- _TEXTO SELECCIONADO_
>>
Las praxis frente a los pobres
en los primeros siglos del cristianismo
Eduardo de la
Serna
En un planteo
quizás teológico, es pertinente saber qué decía tal o cual autor acerca de los
pobres. Podemos ver qué decían los profetas bíblicos, por ejemplo, o Jesús y
los primeros cristianos, o incluso los grande Padres de la Iglesia. Eso nos permite
pensar con seriedad acerca de cómo se ve la vida (o la muerte) de los pobres.
Por ejemplo, los pobres como “sacramento de Cristo”, o “vicarios de Cristo”,
por decir lo más común. Pero, por aquello de la “recepción”, de la vida y tradición,
por la presencia del Espíritu Santo, parece oportuno pensar, no sólo la teoría
sino también la praxis eclesial frente a los pobres, de leer la vida de los
cristianos se trata. Y me permito comentar tres elementos de diferentes tiempos
y lugares de la Iglesia de los primeros siglos.
<<
- _LÍNEAS PROPORCIONADAS_
>>
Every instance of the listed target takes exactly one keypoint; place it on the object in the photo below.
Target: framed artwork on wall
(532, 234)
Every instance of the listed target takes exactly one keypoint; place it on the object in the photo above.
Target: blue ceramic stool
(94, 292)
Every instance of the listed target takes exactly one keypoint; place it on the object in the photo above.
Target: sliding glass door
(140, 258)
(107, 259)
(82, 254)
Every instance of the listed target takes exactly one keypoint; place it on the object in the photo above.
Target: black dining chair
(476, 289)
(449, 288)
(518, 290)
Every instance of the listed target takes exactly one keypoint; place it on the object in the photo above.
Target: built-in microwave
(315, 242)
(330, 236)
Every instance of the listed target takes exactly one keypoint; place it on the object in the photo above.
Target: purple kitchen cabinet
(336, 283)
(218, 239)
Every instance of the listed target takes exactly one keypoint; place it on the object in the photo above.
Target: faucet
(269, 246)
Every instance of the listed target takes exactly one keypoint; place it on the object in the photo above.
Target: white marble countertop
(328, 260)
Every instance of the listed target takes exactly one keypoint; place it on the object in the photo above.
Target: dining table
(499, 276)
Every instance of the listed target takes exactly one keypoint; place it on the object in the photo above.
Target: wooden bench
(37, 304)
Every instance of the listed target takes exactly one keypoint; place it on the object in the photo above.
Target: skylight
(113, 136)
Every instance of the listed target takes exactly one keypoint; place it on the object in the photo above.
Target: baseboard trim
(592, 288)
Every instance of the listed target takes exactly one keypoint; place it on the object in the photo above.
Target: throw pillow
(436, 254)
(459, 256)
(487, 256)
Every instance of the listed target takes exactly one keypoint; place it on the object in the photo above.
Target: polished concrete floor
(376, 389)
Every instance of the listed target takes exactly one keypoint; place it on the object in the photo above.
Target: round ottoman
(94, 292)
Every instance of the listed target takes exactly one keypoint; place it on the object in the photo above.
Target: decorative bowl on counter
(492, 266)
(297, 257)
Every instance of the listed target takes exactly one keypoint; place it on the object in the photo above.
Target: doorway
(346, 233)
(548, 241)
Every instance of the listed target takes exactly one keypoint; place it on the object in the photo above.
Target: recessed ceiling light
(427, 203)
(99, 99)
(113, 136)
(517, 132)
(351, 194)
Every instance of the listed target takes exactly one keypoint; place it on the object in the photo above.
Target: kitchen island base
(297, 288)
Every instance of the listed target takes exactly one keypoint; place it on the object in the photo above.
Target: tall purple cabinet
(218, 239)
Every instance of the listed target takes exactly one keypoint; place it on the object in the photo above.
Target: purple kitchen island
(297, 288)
<<
- _TU TAREA_
Copia de nuevo el texto seleccionado desde "Las praxis frente" hasta "de los pobres." y sustituye "profetas" por "evangelistas".

- _RESPUESTA ESCRITA_
Las praxis frente a los pobres
en los primeros siglos del cristianismo
Eduardo de la
Serna
En un planteo
quizás teológico, es pertinente saber qué decía tal o cual autor acerca de los
pobres. Podemos ver qué decían los evangelistas bíblicos, por ejemplo, o Jesús y
los primeros cristianos, o incluso los grande Padres de la Iglesia. Eso nos permite
pensar con seriedad acerca de cómo se ve la vida (o la muerte) de los pobres.